WORK INSTRUCTION — Exact copies of the lines below, from the one with "[(920, 352)]" up to and including the one with "[(209, 12), (96, 57)]", are what this calls for; leave out pictures.

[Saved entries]

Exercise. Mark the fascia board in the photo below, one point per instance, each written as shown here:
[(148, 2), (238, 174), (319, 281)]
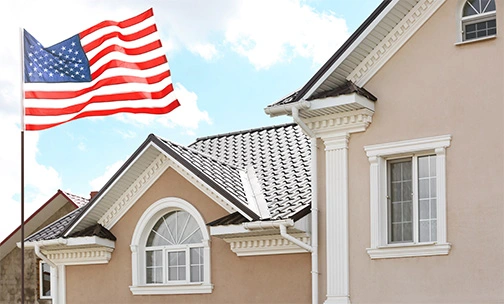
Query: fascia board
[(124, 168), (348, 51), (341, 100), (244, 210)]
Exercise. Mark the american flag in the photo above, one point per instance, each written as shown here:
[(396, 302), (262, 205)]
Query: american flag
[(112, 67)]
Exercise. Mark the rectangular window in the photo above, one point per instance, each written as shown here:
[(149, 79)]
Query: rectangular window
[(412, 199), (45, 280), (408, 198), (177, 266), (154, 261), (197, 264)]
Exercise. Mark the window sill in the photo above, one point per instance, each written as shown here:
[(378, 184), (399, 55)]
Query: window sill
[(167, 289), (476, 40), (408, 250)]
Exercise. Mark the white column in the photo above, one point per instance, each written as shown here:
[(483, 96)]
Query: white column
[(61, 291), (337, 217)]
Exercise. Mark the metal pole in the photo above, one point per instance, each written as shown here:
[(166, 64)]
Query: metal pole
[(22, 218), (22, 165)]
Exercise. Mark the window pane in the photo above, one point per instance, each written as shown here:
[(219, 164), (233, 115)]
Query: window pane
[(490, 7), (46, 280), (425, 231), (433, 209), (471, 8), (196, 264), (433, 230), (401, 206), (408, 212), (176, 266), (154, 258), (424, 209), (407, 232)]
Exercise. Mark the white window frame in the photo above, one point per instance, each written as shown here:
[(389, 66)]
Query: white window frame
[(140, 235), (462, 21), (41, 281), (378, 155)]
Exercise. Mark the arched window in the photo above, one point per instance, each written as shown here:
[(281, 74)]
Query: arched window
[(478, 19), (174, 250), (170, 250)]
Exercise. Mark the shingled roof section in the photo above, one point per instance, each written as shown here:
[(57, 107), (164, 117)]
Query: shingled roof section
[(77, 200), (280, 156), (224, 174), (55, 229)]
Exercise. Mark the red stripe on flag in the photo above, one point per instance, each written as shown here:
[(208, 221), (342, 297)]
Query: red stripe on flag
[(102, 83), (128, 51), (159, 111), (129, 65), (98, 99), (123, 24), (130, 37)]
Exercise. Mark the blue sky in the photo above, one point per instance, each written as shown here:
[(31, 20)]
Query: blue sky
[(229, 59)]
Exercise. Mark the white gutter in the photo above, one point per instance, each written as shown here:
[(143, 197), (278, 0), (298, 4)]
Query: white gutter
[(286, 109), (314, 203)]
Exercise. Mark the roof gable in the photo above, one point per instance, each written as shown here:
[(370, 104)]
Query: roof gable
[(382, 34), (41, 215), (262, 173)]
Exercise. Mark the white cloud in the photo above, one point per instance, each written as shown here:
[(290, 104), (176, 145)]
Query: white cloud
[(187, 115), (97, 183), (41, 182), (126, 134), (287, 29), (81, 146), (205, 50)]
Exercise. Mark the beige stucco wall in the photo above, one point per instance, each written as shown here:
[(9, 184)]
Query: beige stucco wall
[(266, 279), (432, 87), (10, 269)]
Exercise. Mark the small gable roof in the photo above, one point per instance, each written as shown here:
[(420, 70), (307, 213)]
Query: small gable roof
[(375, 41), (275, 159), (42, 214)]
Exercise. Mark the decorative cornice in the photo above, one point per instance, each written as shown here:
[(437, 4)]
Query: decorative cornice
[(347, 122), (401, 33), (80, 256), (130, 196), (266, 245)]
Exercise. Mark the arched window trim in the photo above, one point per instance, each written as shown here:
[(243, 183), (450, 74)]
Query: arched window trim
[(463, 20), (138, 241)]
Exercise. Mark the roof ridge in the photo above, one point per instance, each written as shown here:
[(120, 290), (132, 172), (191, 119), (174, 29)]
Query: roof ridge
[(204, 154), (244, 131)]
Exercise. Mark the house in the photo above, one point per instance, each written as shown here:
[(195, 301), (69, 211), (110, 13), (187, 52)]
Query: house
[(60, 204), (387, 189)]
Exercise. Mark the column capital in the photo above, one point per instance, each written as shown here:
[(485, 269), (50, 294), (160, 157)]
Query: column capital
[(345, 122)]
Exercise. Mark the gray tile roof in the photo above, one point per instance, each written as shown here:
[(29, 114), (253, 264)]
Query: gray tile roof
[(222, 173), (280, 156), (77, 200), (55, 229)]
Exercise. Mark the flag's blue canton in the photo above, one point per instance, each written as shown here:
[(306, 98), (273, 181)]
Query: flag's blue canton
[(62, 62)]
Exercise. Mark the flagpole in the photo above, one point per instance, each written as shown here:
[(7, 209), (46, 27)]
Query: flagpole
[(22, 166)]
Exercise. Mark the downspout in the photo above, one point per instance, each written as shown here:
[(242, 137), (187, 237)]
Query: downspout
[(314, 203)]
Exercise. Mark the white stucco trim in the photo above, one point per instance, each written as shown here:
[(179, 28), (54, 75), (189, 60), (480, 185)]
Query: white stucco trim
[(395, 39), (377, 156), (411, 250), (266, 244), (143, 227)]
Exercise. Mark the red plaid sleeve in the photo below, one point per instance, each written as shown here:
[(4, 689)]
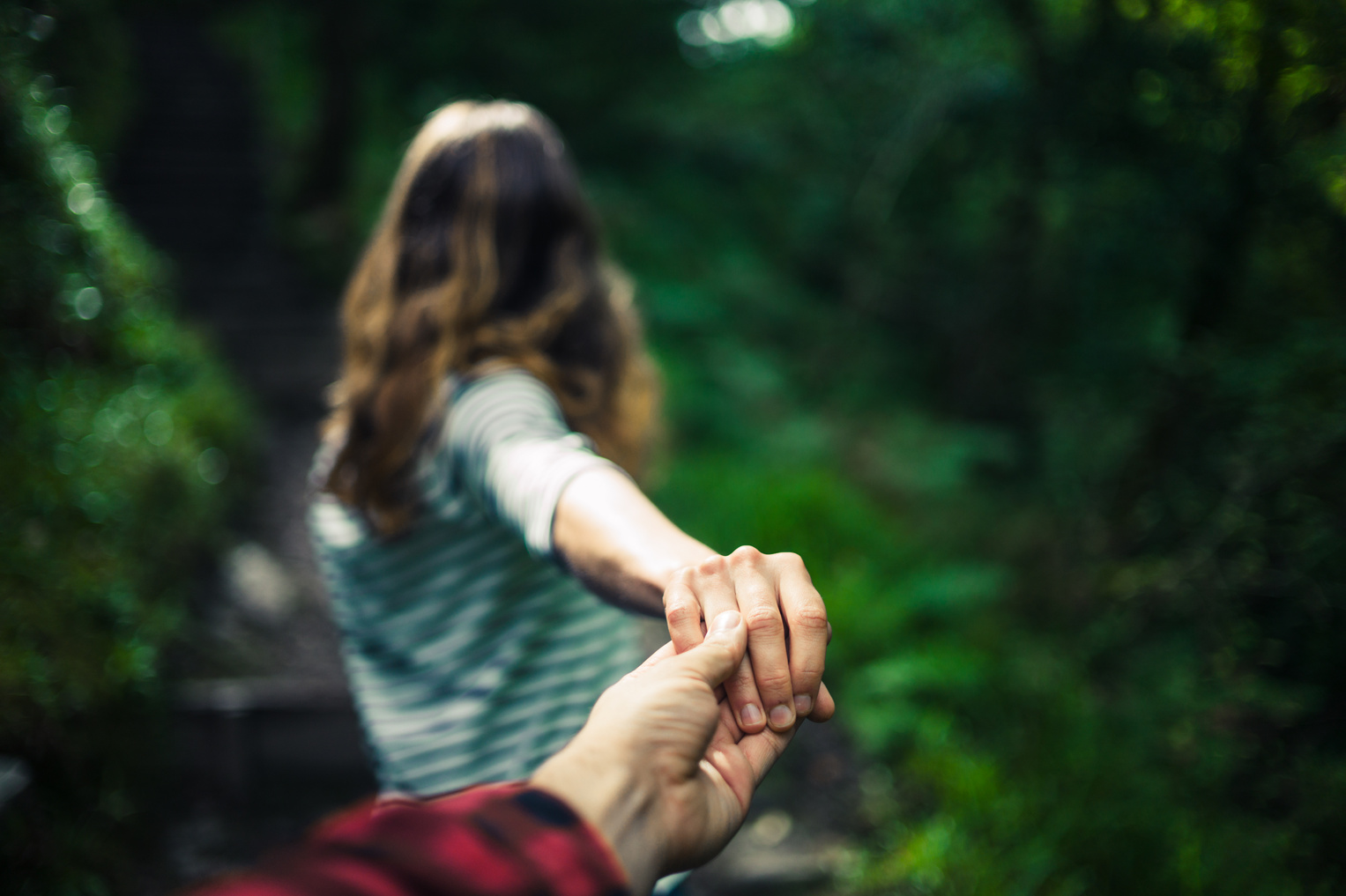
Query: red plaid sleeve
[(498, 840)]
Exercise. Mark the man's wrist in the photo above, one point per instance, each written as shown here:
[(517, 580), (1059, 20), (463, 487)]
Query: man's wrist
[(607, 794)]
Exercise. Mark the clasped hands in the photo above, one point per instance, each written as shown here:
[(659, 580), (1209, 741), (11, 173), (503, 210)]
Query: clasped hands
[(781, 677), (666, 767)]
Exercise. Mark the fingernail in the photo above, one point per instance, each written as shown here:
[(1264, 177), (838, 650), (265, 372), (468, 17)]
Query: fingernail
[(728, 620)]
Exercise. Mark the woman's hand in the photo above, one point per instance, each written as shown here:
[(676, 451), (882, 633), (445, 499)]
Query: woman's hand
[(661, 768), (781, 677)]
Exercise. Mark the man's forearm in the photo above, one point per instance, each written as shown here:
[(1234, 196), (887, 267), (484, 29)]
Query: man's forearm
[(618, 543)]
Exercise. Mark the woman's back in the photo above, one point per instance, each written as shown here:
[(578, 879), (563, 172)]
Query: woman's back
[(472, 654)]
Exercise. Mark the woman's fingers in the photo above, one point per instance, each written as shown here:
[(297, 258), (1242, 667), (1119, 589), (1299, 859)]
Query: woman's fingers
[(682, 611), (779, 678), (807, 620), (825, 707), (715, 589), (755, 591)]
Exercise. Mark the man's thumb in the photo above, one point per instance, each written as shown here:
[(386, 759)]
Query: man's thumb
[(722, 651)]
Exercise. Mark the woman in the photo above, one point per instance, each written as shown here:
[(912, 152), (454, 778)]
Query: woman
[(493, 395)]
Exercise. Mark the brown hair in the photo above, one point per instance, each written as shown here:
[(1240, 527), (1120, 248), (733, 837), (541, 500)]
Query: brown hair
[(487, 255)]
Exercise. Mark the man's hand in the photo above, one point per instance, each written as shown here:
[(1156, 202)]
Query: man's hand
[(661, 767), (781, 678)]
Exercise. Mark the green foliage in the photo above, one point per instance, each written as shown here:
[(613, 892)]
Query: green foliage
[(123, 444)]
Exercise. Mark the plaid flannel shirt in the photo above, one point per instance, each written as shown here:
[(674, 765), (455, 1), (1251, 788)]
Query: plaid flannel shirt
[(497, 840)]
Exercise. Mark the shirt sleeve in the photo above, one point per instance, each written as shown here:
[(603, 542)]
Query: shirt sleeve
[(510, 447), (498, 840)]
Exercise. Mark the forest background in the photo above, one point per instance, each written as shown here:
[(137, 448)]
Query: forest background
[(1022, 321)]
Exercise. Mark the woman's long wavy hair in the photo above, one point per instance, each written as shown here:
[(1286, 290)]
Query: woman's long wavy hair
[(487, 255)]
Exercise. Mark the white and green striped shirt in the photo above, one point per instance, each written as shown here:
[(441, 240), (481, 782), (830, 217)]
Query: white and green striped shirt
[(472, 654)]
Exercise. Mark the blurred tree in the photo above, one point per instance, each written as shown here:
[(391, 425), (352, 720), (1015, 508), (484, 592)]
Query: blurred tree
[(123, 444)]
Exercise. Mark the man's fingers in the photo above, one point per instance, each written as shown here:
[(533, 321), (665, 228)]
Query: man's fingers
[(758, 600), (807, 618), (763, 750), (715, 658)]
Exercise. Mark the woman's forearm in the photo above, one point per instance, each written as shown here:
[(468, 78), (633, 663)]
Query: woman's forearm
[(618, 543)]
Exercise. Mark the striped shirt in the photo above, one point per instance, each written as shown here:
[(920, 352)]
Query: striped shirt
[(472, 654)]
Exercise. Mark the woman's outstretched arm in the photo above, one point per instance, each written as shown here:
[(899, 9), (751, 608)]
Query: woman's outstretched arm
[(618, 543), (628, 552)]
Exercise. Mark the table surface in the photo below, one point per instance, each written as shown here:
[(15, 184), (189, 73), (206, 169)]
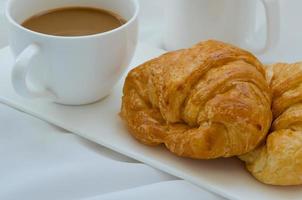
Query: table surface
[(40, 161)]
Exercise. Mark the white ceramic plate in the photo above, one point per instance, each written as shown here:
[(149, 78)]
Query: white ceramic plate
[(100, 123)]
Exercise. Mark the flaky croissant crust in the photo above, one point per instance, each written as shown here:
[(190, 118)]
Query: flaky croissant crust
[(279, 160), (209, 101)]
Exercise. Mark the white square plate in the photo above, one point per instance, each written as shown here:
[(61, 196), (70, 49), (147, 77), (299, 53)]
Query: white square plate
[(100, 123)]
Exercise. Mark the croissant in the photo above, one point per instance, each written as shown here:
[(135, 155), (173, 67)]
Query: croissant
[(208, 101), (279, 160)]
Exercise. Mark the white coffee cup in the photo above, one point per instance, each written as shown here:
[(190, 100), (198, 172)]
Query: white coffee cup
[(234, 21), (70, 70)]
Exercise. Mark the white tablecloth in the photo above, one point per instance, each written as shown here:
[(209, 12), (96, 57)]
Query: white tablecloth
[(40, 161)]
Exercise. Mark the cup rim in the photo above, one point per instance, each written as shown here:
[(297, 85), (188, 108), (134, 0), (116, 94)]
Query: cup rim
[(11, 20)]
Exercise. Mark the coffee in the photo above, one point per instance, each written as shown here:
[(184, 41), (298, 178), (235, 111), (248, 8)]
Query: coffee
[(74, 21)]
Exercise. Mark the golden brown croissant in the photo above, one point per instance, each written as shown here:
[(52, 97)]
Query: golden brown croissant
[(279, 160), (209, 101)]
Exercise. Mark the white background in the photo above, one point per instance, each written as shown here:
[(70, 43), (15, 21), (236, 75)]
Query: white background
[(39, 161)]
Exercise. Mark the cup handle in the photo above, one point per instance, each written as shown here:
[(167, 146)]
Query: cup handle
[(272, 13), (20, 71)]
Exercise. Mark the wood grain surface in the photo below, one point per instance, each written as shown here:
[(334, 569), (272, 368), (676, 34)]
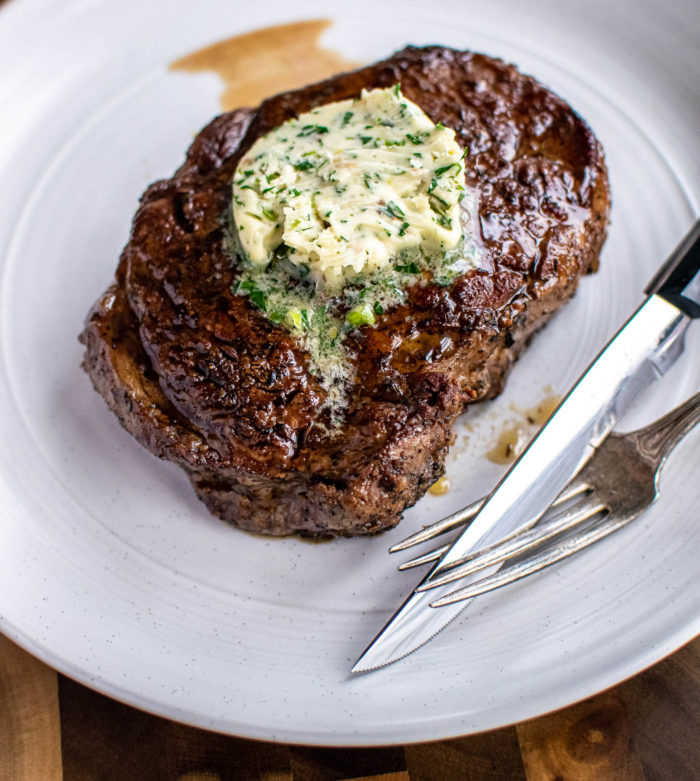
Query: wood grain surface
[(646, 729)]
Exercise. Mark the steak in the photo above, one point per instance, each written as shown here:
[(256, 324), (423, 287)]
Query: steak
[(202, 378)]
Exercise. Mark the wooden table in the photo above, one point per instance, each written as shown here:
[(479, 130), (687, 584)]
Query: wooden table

RESPONSE AREA —
[(920, 352)]
Query: striped shirt
[(472, 654)]
Exercise. Mark the woman's outstretched arm in the photo above, one point per instance, each written as shown here:
[(899, 9), (751, 608)]
Query: woman's outstretched arm
[(618, 543), (628, 552)]
Exercise. Mark the table surface in the photo below, one point per instance, each written as shown here:
[(15, 184), (189, 73), (206, 169)]
Query: table surface
[(40, 161)]
Exercise. Mark the white ceramic plate in the photo above, one point per instance, each written as shown here:
[(149, 78)]
Query: white ceramic plate
[(100, 123)]
Exercise. Mark the flaky croissant crust in the photo above, one point per instance, each written as shown here:
[(190, 118)]
Query: flaky croissant crust
[(279, 160), (209, 101)]
Exercise. Mark the white square plate in the photo above, one point per instance, each written as shown here:
[(61, 196), (70, 49), (147, 77), (299, 53)]
Query: white square plate
[(100, 123)]
Exercise. Mark the croissant in the photo above, one point per instance, each written as shown here:
[(135, 155), (173, 67)]
Query: croissant
[(208, 101), (279, 160)]
Exercise. Mark the white coffee cup in the photo above, one point per instance, each written as shown here:
[(190, 100), (198, 172)]
Query: white coffee cup
[(234, 21), (70, 70)]
Exercise. Mark the white tablecloth in the photo above, one point per instance, each written as shown here:
[(209, 12), (96, 57)]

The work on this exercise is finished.